▸ **REQUIRED TASK**: Determine how many lines in the listing below contain the string "door", and give only that number.

[Dataset excerpts on object pointing]
□ □ □ □ □ □ □
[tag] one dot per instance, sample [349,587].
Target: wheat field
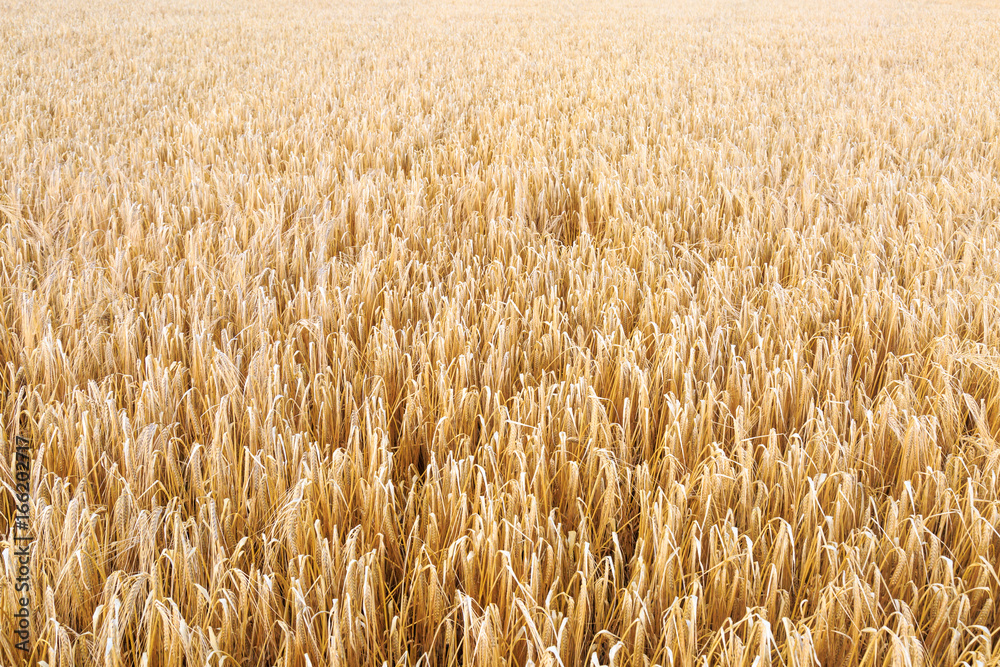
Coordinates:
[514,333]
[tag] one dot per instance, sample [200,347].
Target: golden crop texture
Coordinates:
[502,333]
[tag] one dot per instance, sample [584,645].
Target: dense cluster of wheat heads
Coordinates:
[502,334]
□ □ □ □ □ □ □
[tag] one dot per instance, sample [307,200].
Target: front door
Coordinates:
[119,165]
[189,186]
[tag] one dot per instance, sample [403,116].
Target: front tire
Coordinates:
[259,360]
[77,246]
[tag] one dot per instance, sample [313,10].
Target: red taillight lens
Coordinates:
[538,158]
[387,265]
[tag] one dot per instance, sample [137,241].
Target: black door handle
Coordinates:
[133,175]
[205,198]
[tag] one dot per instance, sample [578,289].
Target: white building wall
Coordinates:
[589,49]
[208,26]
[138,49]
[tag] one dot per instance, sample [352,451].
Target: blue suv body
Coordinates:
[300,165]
□ □ □ □ □ □ □
▸ **TASK SOLUTION**: 2